### Prompt 1
According to the healthcare debate, what share of its spending does Medicare put toward overhead costs?
### Prompt 2
Reproduce the portion of the healthcare debate starting at "You will find" and ending at "simpler can it be.".

### Document extract

=== Section Start ===

You still haven't actually laid out a metric showing that Medicare is inefficient; you just keep asserting it is not efficient in the face of evidence that single-payer systems are in fact pretty efficient. To add more evidence to the "you are incorrect and single-payer systems are in fact pretty efficient" pile, here's another potential efficiency metric we could compare: Medicare spends significantly less (approximate 1.4%) on overhead costs, compared to private insurers that average around 12.4%.[1]
So, again: the US as a whole, using a primarily market-based healthcare system, spends more money per capita for worse results than most other developed nations, most of which are using single-payer systems. Within the American healthcare system, there is a limited single-payer system that only covers a particularly high-risk patient population, and yet despite that patient population, runs more efficiently as an organization than the market alternatives. What evidence are you offering to make the argument that that limited single-payer system is actually more inefficient than the private alternatives?
> You still haven't actually laid out a metric showing that Medicare is inefficient; you just keep asserting it is not efficient in the face of evidence that single-payer systems are in fact pretty efficient
Medicare is an example of a government run healthcare service in the US. Its way more relevant to compare to Medicare than to compare with foreign countries health results. Its also revelant because single payer proposals in the US are basically expanding Medicare. So even if every single single-payer system in the world were efficient, if Medicare isnt, it wouldn't matter.
> Medicare spends significantly less (approximate 1.4%) on overhead costs, compared to private insurers that average around 12.4%.[1]
Sure, thats because it doesn't do price-fighting like private providers have to with insurance companies. It has the basic incentive to cede at every corner as an institution. But lets look at other reasons why healthcare is spending and how medicare solves them. How about pharma costs, doctor salary costs and legal costs. Is medicare cheaper on these other predominant reasons why healthcare is expensive?
You will find that Bernie sanders understands well that pharma is expensive because government restricts its importation. So if as an organization the government is strained to even bring drugs from abroad, a problem it has unique power and responsibility to solve today and no-one else can do except for 'retail smuggling', and we are supposed to put our entire faith into the same hands that cant solve that?
If you just eliminated restriction of drug importation, you would drop healthcare costs enormously in 24 hours. The only thing you have to do as a government, is to stop doing a thing. How simpler can it be.
The core idea here is that the debate of public vs private is a red herring. Healthcare is not expensive in the us because of private vs public. Its expensive for its own particular policies, which economists have consensus on and are hard to take on due to lobbying, or lack of public interest, or mere gubernamental complexity. The topic is presented as two black bentos, where you can only see the results in the faces of people eating them. But they really aren't. You can see what each has and why.
So, again: the US as a whole, using a primarily market-based healthcare system, spends more money per capita for worse results than most other developed nations, most of which are using single-payer systems. Within the American healthcare system, there is a limited single-payer system that only covers a particularly high-risk patient population, and yet despite that patient population, runs more efficiently as an organization than the market alternatives. What evidence are you offering to make the argument that that limited single-payer system is actually more inefficient than the private alternatives?

=== Section End ===

Referring-expression pointing data:
=== Section Start ===

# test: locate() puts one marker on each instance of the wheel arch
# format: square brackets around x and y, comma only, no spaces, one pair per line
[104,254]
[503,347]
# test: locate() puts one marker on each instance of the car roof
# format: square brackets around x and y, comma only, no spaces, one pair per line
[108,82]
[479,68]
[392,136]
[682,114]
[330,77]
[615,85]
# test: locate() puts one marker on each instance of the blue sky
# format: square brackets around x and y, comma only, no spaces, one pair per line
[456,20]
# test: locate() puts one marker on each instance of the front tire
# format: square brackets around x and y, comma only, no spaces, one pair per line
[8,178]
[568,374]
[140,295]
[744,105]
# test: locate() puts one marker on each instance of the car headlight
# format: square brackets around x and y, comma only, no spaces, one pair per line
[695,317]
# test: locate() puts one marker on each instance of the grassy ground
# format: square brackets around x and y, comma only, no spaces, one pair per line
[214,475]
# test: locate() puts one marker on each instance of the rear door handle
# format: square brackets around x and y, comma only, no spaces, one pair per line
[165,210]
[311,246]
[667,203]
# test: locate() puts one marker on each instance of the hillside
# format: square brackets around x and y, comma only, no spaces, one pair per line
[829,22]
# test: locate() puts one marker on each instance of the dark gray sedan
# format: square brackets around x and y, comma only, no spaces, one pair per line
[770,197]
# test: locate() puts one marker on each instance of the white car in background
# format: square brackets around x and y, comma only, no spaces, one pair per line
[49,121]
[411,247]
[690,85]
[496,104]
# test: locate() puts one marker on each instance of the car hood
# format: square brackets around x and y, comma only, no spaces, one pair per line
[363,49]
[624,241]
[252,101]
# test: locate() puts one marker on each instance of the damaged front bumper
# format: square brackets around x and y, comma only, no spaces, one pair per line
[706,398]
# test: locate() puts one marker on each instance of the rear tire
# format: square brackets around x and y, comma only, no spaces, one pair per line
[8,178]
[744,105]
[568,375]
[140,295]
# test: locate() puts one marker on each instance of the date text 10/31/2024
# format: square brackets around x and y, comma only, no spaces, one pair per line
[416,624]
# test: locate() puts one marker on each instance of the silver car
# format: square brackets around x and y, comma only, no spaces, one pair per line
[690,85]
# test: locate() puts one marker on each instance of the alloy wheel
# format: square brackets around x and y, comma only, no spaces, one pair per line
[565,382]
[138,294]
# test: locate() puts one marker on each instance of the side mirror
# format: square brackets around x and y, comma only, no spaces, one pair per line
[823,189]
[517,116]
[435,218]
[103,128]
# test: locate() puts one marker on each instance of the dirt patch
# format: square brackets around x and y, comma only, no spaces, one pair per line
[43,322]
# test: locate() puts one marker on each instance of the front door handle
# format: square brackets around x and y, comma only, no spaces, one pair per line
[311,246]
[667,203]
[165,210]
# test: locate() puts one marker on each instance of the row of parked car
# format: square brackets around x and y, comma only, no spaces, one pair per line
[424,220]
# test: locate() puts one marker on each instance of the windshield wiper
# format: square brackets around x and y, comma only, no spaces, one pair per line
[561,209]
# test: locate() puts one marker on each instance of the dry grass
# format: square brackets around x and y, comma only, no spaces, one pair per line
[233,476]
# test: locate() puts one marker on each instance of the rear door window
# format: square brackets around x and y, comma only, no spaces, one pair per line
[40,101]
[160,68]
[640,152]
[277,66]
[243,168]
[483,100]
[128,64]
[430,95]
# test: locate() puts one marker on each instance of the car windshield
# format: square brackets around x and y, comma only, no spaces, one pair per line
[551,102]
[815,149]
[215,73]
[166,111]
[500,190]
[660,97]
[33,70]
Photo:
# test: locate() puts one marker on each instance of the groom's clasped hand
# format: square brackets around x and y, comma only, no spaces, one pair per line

=== Section End ===

### Task result 1
Approximately 1.4%.

### Task result 2
You will find that Bernie sanders understands well that pharma is expensive because government restricts its importation. So if as an organization the government is strained to even bring drugs from abroad, a problem it has unique power and responsibility to solve today and no-one else can do except for 'retail smuggling', and we are supposed to put our entire faith into the same hands that cant solve that?
If you just eliminated restriction of drug importation, you would drop healthcare costs enormously in 24 hours. The only thing you have to do as a government, is to stop doing a thing. How simpler can it be.